┌─ Data in this exercise
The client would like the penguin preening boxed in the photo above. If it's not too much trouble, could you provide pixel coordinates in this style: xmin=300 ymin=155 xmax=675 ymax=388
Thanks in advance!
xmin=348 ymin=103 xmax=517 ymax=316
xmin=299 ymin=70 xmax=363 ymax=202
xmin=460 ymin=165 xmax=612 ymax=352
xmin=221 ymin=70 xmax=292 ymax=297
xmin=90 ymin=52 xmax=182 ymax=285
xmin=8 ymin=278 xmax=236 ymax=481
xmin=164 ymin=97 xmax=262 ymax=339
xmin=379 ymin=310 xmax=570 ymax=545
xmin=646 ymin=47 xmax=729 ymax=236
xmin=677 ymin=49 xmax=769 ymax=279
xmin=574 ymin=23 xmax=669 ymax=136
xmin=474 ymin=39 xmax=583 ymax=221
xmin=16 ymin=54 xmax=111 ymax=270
└─
Exercise aim ▸ Pull out each line of the material above that contains the string "coordinates". Case counts.

Solution below ▸
The client would like the penguin preening boxed in the photo above. If it's not too much trouble, could you provide pixel coordinates in this style: xmin=300 ymin=155 xmax=675 ymax=388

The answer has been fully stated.